EU Laws putting NHS patients at risk
The heads of two royal colleges have warned that European laws that deal with how overseas doctors work in the UK are putting NHS patients at risk. In particular they have called for “urgent action” in relation to the language skills of EU doctors and the restriction on the number of hours a week trainees can work.
Professor Norman Williams, the president of the Royal College of Surgeons, and Sir Richard Thompson, the president of the Royal College of Physicians have sent a joint letter to the Daily Telegraph on these issues. In their letter they wrote:
“The language competency of doctors from the EU working in Britain, and the stifling effect of the European working time directive on the time that trainee doctors have to learn on the job, need urgent action.
“EU laws that apply to all sectors can have unintended consequences in healthcare that can put patients at risk, whether in Britain or other member states.”
• • • • •
=== What you have to do ===
Continue the article on EU laws and NHS patient safety from its last paragraph. The items that come next have nothing to do with the text about EU laws and NHS patients.
• • • • •
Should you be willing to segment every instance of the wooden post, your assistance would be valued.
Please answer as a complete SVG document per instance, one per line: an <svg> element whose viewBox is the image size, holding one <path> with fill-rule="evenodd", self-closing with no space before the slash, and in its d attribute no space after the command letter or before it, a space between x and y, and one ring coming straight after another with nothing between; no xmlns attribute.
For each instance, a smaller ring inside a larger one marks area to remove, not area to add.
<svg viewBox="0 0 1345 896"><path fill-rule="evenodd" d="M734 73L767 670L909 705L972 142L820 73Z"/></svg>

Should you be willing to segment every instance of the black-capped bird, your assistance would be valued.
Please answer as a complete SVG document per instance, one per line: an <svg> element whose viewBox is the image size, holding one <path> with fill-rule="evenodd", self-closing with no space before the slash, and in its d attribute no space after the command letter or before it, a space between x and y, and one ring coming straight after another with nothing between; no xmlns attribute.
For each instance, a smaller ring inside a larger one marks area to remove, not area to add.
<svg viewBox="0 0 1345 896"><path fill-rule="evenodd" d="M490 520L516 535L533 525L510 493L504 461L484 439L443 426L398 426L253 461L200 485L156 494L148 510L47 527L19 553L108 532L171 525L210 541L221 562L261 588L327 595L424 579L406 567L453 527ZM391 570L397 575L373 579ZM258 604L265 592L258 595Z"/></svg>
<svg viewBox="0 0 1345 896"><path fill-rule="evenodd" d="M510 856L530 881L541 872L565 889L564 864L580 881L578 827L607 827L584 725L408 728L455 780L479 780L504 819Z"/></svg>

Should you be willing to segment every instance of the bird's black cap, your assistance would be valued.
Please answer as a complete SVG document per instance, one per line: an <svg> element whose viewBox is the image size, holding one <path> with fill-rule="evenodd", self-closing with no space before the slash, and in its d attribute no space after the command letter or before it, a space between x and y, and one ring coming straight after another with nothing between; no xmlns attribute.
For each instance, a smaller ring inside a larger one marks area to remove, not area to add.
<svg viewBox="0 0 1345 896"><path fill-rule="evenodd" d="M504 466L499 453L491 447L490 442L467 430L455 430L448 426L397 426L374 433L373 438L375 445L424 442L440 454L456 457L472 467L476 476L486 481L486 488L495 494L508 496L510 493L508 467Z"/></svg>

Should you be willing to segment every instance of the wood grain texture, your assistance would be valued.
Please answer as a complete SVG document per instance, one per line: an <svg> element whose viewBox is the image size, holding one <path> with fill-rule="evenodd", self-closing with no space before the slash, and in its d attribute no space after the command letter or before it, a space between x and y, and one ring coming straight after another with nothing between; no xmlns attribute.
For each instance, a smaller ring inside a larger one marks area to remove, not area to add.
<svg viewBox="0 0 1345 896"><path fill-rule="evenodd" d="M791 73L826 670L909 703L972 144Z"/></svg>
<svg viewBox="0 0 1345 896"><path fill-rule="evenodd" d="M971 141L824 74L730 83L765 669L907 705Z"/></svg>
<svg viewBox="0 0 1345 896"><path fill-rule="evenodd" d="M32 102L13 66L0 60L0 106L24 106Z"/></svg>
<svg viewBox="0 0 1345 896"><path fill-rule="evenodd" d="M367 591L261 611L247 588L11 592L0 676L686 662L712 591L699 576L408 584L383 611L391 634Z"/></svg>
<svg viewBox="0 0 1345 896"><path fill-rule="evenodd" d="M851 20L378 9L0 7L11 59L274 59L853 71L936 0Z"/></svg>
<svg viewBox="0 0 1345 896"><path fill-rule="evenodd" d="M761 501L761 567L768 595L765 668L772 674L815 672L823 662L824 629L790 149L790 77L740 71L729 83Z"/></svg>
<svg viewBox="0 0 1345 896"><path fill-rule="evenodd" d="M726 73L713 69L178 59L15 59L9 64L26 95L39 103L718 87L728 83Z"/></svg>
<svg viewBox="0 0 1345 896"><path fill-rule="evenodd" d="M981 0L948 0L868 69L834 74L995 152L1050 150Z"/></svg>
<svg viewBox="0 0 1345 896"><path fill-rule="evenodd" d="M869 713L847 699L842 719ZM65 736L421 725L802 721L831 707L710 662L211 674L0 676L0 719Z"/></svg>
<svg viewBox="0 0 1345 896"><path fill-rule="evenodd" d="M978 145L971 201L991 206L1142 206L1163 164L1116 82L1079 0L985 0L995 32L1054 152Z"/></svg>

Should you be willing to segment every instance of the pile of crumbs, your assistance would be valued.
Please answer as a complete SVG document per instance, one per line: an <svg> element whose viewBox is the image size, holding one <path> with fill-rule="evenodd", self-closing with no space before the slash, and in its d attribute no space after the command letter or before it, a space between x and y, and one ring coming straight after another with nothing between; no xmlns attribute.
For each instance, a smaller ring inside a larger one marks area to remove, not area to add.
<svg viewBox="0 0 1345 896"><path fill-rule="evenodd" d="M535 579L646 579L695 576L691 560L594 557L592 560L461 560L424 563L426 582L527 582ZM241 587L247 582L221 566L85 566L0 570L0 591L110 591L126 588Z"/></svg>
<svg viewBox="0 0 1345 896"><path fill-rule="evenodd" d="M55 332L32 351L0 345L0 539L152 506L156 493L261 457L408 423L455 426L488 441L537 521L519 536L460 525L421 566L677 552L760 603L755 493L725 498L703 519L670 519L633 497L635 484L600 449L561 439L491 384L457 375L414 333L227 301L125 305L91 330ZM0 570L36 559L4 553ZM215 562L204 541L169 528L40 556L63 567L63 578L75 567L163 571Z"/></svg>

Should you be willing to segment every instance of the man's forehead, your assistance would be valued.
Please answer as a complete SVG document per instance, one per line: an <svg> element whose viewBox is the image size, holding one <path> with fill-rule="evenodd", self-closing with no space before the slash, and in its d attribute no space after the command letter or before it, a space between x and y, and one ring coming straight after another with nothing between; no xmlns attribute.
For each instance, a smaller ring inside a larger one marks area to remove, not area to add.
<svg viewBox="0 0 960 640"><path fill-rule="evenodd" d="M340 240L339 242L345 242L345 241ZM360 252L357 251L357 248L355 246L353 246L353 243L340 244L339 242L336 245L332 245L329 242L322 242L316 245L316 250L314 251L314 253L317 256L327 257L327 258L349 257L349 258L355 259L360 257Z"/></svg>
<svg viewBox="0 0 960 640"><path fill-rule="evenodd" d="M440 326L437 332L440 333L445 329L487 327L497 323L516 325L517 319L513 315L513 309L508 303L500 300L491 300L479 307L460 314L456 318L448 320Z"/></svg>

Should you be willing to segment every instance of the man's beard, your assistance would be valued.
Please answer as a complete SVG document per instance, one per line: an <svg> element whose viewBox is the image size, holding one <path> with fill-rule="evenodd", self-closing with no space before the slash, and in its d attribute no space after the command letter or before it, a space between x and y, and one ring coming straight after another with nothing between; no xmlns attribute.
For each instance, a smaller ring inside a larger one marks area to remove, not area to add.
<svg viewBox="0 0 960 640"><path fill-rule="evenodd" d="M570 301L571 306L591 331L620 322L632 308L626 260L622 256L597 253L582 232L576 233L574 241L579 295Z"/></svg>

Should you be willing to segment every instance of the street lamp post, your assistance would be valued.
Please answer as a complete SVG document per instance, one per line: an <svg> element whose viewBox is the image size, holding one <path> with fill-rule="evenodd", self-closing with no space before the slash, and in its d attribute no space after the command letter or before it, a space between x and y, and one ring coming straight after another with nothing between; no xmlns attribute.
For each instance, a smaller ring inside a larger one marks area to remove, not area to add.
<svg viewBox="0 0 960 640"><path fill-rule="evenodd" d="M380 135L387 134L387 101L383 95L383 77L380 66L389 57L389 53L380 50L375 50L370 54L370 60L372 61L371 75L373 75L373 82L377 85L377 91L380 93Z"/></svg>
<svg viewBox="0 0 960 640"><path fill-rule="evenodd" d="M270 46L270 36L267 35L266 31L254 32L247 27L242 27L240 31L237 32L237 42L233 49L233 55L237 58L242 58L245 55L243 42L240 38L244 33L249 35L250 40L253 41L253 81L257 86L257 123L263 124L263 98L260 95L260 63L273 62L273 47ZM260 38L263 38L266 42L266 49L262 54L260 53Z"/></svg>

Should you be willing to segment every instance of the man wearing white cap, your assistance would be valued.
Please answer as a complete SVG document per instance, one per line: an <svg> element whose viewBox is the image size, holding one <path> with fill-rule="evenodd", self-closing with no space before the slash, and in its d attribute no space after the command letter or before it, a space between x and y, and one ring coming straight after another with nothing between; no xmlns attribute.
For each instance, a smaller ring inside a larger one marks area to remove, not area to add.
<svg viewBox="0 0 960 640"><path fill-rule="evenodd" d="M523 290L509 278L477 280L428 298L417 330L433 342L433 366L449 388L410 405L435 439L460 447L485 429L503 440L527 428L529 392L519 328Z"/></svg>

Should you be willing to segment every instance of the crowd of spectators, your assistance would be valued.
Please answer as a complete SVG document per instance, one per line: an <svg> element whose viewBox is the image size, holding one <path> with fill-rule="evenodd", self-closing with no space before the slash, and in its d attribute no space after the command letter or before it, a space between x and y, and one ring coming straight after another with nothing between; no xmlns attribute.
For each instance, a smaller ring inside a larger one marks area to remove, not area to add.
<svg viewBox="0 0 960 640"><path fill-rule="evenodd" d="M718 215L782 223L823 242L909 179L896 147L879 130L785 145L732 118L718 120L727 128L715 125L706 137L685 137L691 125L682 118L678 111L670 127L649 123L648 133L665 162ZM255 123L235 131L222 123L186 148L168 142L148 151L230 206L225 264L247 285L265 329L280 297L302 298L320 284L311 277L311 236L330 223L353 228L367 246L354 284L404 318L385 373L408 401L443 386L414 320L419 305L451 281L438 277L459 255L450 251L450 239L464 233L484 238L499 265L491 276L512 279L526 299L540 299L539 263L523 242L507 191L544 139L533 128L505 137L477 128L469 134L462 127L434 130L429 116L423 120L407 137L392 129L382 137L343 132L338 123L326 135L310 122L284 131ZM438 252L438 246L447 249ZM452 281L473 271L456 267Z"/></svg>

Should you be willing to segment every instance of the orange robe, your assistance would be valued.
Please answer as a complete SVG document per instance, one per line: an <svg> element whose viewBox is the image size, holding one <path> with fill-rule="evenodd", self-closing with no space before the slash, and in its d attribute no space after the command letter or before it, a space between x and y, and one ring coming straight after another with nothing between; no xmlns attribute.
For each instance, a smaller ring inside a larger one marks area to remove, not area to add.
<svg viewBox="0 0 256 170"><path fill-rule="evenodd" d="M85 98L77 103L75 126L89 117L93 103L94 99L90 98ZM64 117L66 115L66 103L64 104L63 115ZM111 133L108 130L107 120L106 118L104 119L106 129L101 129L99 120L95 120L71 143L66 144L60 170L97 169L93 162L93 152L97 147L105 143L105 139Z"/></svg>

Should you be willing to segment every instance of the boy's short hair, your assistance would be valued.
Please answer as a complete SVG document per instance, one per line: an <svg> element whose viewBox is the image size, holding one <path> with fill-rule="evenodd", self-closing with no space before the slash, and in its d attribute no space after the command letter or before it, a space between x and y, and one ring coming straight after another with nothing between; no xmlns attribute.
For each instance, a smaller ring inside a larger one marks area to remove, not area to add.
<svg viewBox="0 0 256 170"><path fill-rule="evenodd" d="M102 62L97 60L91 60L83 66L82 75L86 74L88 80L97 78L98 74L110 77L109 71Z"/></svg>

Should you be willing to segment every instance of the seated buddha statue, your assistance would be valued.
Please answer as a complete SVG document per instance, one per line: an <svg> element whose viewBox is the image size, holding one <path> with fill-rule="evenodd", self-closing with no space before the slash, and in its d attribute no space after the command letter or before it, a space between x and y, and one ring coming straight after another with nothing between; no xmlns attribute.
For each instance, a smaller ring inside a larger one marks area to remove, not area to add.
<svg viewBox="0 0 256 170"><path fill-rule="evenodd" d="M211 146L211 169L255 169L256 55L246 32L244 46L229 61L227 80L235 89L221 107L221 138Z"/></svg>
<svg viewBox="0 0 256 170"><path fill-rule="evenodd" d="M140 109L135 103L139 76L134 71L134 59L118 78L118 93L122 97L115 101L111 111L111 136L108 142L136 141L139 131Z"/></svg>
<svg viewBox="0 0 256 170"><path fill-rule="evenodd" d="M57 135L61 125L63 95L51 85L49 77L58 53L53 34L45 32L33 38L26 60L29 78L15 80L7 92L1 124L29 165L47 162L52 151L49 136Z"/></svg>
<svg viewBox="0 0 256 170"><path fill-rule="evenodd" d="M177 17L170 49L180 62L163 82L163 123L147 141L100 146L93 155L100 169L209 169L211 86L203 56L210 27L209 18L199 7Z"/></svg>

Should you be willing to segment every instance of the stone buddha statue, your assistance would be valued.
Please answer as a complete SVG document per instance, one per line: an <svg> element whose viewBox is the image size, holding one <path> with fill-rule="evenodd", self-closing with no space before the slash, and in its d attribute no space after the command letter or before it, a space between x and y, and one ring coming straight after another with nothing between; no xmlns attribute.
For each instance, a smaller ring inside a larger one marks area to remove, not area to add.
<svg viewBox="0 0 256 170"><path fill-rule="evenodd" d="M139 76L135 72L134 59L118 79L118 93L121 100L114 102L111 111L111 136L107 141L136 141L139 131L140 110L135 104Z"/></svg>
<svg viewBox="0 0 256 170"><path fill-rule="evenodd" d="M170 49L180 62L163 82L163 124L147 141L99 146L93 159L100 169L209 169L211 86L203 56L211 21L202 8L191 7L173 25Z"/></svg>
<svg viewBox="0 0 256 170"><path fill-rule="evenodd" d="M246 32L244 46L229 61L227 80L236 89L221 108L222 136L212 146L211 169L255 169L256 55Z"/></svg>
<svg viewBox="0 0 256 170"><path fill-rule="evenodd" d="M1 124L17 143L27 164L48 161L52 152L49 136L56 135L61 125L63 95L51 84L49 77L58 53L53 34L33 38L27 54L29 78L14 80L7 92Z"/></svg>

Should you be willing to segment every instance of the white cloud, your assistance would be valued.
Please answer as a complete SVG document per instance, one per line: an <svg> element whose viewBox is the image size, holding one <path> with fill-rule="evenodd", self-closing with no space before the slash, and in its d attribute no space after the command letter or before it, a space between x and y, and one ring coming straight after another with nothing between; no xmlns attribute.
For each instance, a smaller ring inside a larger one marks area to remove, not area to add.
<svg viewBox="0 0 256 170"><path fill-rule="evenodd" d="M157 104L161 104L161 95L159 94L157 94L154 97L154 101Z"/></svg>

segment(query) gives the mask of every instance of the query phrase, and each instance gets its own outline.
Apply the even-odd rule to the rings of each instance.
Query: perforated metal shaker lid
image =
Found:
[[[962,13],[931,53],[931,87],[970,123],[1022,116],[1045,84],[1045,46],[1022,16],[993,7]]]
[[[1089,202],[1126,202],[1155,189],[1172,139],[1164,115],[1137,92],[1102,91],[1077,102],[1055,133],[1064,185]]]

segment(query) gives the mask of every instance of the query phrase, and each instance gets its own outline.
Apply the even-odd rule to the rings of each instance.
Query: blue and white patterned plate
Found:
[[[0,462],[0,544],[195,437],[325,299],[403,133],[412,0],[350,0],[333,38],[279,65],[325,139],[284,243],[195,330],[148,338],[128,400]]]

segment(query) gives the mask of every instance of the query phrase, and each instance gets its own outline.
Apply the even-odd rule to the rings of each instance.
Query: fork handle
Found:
• • • • •
=== Result for this exercise ===
The letter also called for the European Commission to set up an alert system to notify member states when a doctor has been struck off in an EU country.
Andrew Lansley, the health secretary pointed to the steps the government has already taken in relation to doctors practising in the UK with poor English skills. He said: “We agree that for too long patients have been let down by European rules which allowed doctors to operate in the UK without the necessary safeguards,”
“That’s why I announced last year new rules on checking doctors’ language skills and new powers to take action against doctors who can’t speak English properly.”